**** Excerpted data ****

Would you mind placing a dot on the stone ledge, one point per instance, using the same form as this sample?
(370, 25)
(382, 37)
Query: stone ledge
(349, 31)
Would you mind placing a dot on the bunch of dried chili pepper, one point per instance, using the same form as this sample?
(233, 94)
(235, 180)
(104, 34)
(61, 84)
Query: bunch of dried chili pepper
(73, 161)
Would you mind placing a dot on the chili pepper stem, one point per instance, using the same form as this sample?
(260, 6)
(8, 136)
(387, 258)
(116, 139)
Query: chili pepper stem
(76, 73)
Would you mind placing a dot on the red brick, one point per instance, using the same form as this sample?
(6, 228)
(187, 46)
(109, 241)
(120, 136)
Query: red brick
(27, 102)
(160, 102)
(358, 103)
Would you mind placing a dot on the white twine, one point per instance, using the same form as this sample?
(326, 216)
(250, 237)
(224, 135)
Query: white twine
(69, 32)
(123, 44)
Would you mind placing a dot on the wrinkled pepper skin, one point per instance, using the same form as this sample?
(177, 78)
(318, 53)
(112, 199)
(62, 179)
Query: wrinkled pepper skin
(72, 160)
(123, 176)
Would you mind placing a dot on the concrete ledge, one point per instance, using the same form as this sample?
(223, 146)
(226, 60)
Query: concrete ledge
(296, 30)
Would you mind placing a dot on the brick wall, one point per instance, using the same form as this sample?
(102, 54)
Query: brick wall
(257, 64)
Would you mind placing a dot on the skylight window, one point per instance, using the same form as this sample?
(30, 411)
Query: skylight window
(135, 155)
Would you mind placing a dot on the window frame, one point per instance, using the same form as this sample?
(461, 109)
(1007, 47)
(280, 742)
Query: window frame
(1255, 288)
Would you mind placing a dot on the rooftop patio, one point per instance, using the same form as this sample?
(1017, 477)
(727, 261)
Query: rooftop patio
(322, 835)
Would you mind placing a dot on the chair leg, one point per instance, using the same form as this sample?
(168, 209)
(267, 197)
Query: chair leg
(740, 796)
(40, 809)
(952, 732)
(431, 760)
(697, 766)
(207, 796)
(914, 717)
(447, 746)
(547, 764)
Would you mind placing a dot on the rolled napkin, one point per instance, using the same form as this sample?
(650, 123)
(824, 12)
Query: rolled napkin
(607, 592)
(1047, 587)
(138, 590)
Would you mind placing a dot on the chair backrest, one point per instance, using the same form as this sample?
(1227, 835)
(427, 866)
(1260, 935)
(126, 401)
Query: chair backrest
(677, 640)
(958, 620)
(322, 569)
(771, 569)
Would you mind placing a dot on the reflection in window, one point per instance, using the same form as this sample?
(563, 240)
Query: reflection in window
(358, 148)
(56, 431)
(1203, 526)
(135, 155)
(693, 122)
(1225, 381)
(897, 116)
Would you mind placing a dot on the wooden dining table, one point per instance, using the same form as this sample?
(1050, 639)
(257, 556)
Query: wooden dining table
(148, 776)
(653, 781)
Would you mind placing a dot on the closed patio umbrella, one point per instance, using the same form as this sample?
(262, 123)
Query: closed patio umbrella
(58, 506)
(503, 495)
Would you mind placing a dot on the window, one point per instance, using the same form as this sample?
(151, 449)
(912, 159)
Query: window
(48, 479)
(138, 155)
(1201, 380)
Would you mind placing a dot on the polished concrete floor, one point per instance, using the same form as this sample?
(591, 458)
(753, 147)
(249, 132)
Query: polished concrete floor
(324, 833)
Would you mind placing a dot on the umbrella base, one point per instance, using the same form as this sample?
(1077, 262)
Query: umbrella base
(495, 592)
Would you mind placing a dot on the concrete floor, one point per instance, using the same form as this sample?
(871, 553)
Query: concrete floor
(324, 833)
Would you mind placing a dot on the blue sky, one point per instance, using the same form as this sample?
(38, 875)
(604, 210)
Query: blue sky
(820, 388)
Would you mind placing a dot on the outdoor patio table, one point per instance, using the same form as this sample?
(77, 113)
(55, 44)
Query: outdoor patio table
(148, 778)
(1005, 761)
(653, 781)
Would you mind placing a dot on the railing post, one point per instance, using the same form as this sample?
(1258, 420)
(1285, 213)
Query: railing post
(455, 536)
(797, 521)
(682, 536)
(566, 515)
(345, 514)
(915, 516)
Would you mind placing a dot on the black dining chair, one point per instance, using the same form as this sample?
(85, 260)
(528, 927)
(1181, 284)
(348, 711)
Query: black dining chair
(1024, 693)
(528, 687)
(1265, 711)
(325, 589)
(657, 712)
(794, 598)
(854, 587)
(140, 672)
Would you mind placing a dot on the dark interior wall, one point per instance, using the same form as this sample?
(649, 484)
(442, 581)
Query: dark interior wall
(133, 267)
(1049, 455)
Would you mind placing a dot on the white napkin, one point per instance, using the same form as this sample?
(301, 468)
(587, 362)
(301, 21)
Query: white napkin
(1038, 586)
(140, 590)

****

**Exercise description**
Transcribe the whole listing above exactly, leaving nothing out.

**Solution to the problem**
Would you mind placing a dot on the stone ledge, one point per instance, using the same form as this sample?
(370, 25)
(382, 37)
Query: stone ledge
(349, 31)
Would you mind placing a dot on the bunch of dried chili pepper, one point per instance, using the same form as this sample?
(233, 94)
(235, 180)
(104, 34)
(61, 84)
Query: bunch of dried chili pepper
(73, 161)
Would you mind placing a dot on the chili pepper stem, one point per instance, using the same form as this sample?
(260, 6)
(8, 136)
(387, 258)
(116, 139)
Query: chili pepper stem
(76, 73)
Would you mind placing a dot on the red brick, one point per instance, using the same form as this sample?
(6, 228)
(187, 46)
(109, 241)
(120, 136)
Query: red brick
(27, 102)
(160, 102)
(358, 103)
Would you mind placing a dot on the white twine, one point per instance, using the same form as this sample?
(326, 216)
(250, 237)
(224, 135)
Query: white twine
(69, 32)
(123, 44)
Would you mind placing a dot on the wrinkled pepper skin, one point per instance, using the same form as this sample?
(177, 78)
(318, 53)
(112, 199)
(62, 179)
Query: wrinkled pepper skin
(72, 160)
(123, 176)
Would you mind placing a dot on the concrete ledge, one point per instance, using the same form as this sample?
(223, 146)
(226, 60)
Query: concrete ledge
(296, 30)
Would you mind placing a dot on the brick wall, one point per instance, using the same form as this sample?
(102, 54)
Query: brick wall
(257, 64)
Would you mind placing a dot on the skylight window, one point per instance, using the same form as this sample?
(30, 411)
Query: skylight window
(135, 155)
Would you mind placing a dot on the window frame, one point per instance, using the same form as this sample?
(461, 109)
(1007, 47)
(280, 742)
Query: window frame
(1255, 288)
Would you mind placing a dot on the rooftop patio, one point per instance, using the same form as this sample?
(1017, 477)
(727, 261)
Query: rooftop patio
(322, 835)
Would you mind placing a dot on the chair leg, one point per instance, using the same form as this sample?
(168, 209)
(267, 197)
Query: chair leg
(740, 796)
(40, 809)
(952, 732)
(431, 760)
(697, 766)
(207, 796)
(914, 717)
(447, 746)
(547, 764)
Would you mind placing a dot on the rolled napkin, one point per instance, using the same form as this sample?
(650, 123)
(824, 12)
Query: rolled napkin
(607, 592)
(1047, 587)
(138, 590)
Would you mind placing a dot on the chair backrest, one point per instance, using the same form as this sample?
(1227, 835)
(427, 866)
(1260, 935)
(126, 401)
Query: chair backrest
(677, 640)
(958, 620)
(322, 569)
(771, 569)
Would you mind placing a dot on the reflection in window, one point per instance, using the same form as this sample?
(563, 240)
Query: reflection in window
(358, 148)
(56, 431)
(1203, 526)
(135, 155)
(693, 122)
(1225, 381)
(897, 116)
Would you mind placing a dot on the wooden dining table, one point per instance, using the same form as this sample?
(1050, 639)
(257, 556)
Query: wooden dining table
(148, 776)
(653, 781)
Would you mind placing a dot on the closed patio umbrella, one point per instance, using the same form as this sample?
(262, 123)
Query: closed patio umbrella
(58, 506)
(503, 495)
Would you mind placing a dot on the window, one point per instance, using the same form as this sample?
(151, 449)
(912, 159)
Query: window
(48, 479)
(138, 155)
(1201, 380)
Would you mind placing a dot on the polished concrete floor, one point per instance, using the same form as this sample?
(591, 458)
(753, 147)
(249, 132)
Query: polished concrete floor
(324, 833)
Would you mind placing a dot on the umbrella base, one point per instance, using the same form as this sample?
(1077, 262)
Query: umbrella base
(495, 592)
Would you mind placing a dot on the concrete floor, one point per instance, using the same form as this sample?
(871, 553)
Query: concrete floor
(324, 833)
Would you mind placing a dot on the blue sky, one point per instance, using the same form as this sample?
(38, 875)
(604, 210)
Query: blue sky
(820, 388)
Would you mind placing a dot on the outdoor patio table, one point per instance, using the same form as this sample?
(77, 113)
(55, 44)
Query: outdoor patio table
(148, 778)
(1005, 761)
(653, 781)
Would you mind placing a dot on the railing post, one point per instance, using the same form as this sample?
(1258, 420)
(1285, 213)
Query: railing post
(455, 536)
(797, 521)
(682, 536)
(566, 515)
(345, 514)
(915, 516)
Would you mind placing a dot on the black dining chair, one point per instance, using the same form as this sample?
(85, 260)
(528, 927)
(1181, 284)
(348, 711)
Query: black dining chair
(1024, 693)
(528, 687)
(1265, 711)
(325, 589)
(657, 712)
(794, 598)
(854, 587)
(140, 672)
Would you mind placing a dot on the dark interior wall, one point per instance, using the same form as this sample?
(649, 484)
(442, 581)
Query: dark interior wall
(133, 267)
(1049, 455)
Would you mind placing a dot on the white napkin, one point per instance, using the same form as this sample?
(301, 468)
(587, 362)
(301, 21)
Query: white napkin
(1038, 586)
(140, 590)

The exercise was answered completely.